>> START STORED DATA
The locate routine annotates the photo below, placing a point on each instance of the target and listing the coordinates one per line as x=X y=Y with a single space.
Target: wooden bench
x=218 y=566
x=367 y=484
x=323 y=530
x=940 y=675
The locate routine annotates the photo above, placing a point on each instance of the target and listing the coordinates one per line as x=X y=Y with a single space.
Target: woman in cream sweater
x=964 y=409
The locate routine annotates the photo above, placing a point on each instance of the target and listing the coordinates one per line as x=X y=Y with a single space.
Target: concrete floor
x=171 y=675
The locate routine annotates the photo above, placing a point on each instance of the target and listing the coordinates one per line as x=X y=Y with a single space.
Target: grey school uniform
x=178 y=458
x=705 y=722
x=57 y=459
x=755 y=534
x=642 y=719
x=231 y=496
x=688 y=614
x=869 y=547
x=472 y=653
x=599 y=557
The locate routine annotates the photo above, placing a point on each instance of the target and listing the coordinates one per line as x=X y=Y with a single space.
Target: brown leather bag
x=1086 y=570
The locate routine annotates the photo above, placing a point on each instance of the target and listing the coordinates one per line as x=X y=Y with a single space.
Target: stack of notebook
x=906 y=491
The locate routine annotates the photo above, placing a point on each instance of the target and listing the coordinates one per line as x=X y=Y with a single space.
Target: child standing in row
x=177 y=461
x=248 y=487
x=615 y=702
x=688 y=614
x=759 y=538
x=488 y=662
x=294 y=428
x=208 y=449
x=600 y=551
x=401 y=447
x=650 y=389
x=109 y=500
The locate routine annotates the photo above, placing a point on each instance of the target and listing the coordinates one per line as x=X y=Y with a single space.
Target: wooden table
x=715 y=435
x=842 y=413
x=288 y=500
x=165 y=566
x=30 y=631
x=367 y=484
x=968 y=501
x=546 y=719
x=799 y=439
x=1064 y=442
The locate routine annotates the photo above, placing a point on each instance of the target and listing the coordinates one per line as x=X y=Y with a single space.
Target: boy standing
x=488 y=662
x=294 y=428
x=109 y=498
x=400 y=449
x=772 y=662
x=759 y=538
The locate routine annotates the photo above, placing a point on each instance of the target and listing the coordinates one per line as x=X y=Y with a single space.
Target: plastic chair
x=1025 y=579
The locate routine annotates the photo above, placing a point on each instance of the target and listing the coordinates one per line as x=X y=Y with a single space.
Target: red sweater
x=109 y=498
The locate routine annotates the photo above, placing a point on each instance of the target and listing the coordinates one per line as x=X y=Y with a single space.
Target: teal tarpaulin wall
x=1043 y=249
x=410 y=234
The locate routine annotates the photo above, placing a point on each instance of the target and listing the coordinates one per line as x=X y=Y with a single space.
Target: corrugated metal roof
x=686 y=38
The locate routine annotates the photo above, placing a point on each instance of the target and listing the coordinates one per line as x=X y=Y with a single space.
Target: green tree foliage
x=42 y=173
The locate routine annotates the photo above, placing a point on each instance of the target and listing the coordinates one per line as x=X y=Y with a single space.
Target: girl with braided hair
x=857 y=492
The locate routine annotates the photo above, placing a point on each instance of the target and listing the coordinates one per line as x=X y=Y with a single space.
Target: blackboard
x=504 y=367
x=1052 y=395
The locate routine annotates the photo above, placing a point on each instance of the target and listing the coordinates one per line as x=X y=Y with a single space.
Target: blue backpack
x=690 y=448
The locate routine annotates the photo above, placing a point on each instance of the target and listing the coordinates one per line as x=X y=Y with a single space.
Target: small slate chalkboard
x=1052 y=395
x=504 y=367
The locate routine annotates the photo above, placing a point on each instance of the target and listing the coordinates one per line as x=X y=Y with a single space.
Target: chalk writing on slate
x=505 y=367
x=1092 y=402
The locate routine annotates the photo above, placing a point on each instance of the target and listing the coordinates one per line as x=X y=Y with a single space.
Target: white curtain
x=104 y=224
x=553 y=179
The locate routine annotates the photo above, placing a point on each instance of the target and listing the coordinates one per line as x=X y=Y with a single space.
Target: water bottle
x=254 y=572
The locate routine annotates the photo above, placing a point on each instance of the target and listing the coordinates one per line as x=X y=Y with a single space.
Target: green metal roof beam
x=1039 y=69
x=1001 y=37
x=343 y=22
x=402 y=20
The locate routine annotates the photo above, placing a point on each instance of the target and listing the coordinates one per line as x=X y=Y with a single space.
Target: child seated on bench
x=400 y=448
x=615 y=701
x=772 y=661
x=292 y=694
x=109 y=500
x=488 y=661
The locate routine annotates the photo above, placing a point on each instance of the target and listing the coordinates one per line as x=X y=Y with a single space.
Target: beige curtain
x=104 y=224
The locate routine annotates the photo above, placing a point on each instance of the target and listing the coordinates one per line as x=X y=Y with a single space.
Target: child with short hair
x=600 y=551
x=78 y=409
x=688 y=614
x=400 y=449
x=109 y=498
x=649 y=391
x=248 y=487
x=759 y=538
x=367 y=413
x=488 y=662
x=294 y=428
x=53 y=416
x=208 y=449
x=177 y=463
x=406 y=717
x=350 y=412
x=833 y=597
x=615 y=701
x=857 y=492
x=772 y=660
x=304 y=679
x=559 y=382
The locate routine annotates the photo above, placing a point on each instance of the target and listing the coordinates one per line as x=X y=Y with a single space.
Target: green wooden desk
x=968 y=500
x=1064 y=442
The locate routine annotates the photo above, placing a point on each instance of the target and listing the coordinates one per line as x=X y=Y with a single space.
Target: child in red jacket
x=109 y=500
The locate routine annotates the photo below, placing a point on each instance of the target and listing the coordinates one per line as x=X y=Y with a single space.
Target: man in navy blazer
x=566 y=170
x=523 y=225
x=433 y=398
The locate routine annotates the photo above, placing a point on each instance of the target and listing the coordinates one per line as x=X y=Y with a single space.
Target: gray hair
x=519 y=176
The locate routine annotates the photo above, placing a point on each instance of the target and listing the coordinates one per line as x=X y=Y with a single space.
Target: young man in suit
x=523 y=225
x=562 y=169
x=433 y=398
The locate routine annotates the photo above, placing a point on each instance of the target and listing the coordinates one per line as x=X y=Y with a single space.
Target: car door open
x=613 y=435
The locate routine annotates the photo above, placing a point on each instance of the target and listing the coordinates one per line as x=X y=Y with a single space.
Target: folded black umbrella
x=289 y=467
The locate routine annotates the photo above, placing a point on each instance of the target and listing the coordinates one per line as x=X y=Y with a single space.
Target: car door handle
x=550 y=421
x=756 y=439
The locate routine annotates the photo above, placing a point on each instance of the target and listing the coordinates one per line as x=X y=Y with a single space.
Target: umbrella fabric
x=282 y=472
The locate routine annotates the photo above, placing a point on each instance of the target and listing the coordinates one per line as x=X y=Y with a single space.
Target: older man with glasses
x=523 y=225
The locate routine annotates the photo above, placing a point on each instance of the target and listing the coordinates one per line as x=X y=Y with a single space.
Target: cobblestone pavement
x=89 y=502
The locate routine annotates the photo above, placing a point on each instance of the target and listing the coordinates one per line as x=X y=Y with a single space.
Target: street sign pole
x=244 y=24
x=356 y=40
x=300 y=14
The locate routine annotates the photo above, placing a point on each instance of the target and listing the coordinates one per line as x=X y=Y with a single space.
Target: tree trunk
>> END STORED DATA
# EXERCISE DETAILS
Put the lines of the material, from its first line through the line that contains "x=599 y=557", into a Markdown table with the columns Row and Line. Number each row, include both end lines, and leave out any blank lines.

# RESULT FOR THIS EXERCISE
| Row | Line |
|---|---|
| 1 | The locate routine annotates the photo below, placing a point on each instance of the target and listing the coordinates one per line as x=X y=Y with a single space. |
| 2 | Target: wooden bench |
| 3 | x=218 y=566 |
| 4 | x=367 y=484 |
| 5 | x=323 y=530 |
| 6 | x=940 y=675 |
| 7 | The locate routine annotates the photo above, placing a point on each instance of the target and listing the coordinates one per line as x=X y=Y with a single space. |
| 8 | Target: woman in cream sweater |
| 9 | x=964 y=409 |
| 10 | The locate routine annotates the photo above, placing a point on each instance of the target and listing the coordinates one per line as x=X y=Y with a single space. |
| 11 | Target: concrete floor |
| 12 | x=171 y=675 |
| 13 | The locate routine annotates the photo above, placing a point on each instance of the target and listing the coordinates one per line as x=X y=Y with a single space. |
| 14 | Target: grey school uniform |
| 15 | x=178 y=458 |
| 16 | x=705 y=722 |
| 17 | x=57 y=459 |
| 18 | x=755 y=534 |
| 19 | x=642 y=719 |
| 20 | x=231 y=496 |
| 21 | x=688 y=614 |
| 22 | x=869 y=547 |
| 23 | x=472 y=653 |
| 24 | x=599 y=557 |